** BEGIN **
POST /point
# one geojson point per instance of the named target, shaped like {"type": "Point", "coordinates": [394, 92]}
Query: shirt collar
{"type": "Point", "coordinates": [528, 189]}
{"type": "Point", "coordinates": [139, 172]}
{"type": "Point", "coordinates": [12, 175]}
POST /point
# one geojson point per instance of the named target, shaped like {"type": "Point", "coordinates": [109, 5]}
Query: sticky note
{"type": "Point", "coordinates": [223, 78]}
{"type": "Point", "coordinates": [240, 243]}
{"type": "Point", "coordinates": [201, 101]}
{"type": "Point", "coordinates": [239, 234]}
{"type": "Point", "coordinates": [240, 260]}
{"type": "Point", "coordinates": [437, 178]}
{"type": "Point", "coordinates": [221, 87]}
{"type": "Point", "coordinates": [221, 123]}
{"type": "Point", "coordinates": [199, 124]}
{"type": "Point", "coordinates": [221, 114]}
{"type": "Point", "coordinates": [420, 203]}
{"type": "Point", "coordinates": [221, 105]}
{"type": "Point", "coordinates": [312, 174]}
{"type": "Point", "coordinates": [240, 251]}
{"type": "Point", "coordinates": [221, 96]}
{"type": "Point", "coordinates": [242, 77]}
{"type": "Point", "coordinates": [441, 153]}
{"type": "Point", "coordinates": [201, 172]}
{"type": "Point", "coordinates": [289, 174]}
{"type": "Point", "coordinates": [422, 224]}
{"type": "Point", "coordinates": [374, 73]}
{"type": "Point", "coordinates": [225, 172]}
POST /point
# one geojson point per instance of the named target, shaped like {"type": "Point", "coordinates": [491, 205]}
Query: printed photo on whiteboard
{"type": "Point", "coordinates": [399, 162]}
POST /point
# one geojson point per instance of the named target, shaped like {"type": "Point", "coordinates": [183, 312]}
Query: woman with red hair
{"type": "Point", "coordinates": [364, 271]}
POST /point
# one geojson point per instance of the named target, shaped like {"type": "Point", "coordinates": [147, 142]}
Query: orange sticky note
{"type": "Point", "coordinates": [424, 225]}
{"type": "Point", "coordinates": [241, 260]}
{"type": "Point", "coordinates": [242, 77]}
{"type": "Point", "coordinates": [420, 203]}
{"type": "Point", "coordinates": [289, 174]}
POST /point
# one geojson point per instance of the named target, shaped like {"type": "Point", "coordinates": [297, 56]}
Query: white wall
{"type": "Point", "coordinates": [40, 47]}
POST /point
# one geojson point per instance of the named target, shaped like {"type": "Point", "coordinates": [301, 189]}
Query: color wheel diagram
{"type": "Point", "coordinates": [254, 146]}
** END **
» **Work to be completed**:
Please tally how many lines in the records above contain the string "sticky" and reply with only that number.

» **Task output**:
2